Written by Rick Oestricher
Originally published on Friday, October 03, 2003
As a Texas teenager suddenly dropped into the middle of the high desert of California, life could be kind of dull. You see, I had been forcibly uprooted from my comfortable North Central Texas existence by my father’s talent for flying experimental aircraft. He went willingly to Edwards Air Force Base and the rest of us were dragged along.
Anyone who experienced the Antelope Valley in the mid-70’s knows you had to search far and wide for fun. Seen one tumbleweed, seen them all. Luckily, I had a couple of things in my favor. One, California girls loved Texas accents and two, there was a racetrack just up the road. So it was in the early summer of 1974 that I ended up at the gates of Bill Huth’s Willow Springs International Raceway.
Hardly the plush facility it is today, (ah, well, forget it.—editor) Willow Springs was nevertheless the fastest road in the West.
In those days, the track ran what was called “Open Practice”. In other words there could be anything from a racing go-cart to a Porsche 917 on the track, all at the same time. You paid your money and you took your chances. A 5-foot deep ditch that caught and mangled all the pieces before they could safely scatter into the desert lined the outside of the 1974 version of the track. In one of those ditches, I recall, was almost the complete front-clip of a sixties Corvette. Willow wasn’t exactly the safest place in those days.
Every Sunday morning, I would ride over on my dad’s 1970 CB-350—because my Kawasaki Bighorn had blown up again—to Willow in search of the thrill of the racetrack. Week after week the usual variety of F1 cars, Trans-Am racers, and the unending stream of go-carts generally disappointed me. I was there to see roadracing motorcycles and one in particular, a Yamaha TZ-700. I had seen pictures, I heard the rumors, and I’d even talked to someone who’d seen one. But this was something I had to experience for myself.

__Record list__
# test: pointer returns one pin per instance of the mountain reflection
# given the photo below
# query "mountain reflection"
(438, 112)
--
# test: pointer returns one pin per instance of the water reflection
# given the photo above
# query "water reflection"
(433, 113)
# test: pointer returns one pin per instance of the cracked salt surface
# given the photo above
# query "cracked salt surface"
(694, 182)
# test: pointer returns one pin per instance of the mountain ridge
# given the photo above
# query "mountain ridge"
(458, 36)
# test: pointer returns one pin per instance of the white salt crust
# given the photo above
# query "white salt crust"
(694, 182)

__Work to be completed__
Please print the whole Willow Springs article word for word. Work from the Willow Springs article alone.

__The completed task__
Written by Rick Oestricher
Originally published on Friday, October 03, 2003
As a Texas teenager suddenly dropped into the middle of the high desert of California, life could be kind of dull. You see, I had been forcibly uprooted from my comfortable North Central Texas existence by my father’s talent for flying experimental aircraft. He went willingly to Edwards Air Force Base and the rest of us were dragged along.
Anyone who experienced the Antelope Valley in the mid-70’s knows you had to search far and wide for fun. Seen one tumbleweed, seen them all. Luckily, I had a couple of things in my favor. One, California girls loved Texas accents and two, there was a racetrack just up the road. So it was in the early summer of 1974 that I ended up at the gates of Bill Huth’s Willow Springs International Raceway.
Hardly the plush facility it is today, (ah, well, forget it.—editor) Willow Springs was nevertheless the fastest road in the West.
In those days, the track ran what was called “Open Practice”. In other words there could be anything from a racing go-cart to a Porsche 917 on the track, all at the same time. You paid your money and you took your chances. A 5-foot deep ditch that caught and mangled all the pieces before they could safely scatter into the desert lined the outside of the 1974 version of the track. In one of those ditches, I recall, was almost the complete front-clip of a sixties Corvette. Willow wasn’t exactly the safest place in those days.
Every Sunday morning, I would ride over on my dad’s 1970 CB-350—because my Kawasaki Bighorn had blown up again—to Willow in search of the thrill of the racetrack. Week after week the usual variety of F1 cars, Trans-Am racers, and the unending stream of go-carts generally disappointed me. I was there to see roadracing motorcycles and one in particular, a Yamaha TZ-700. I had seen pictures, I heard the rumors, and I’d even talked to someone who’d seen one. But this was something I had to experience for myself.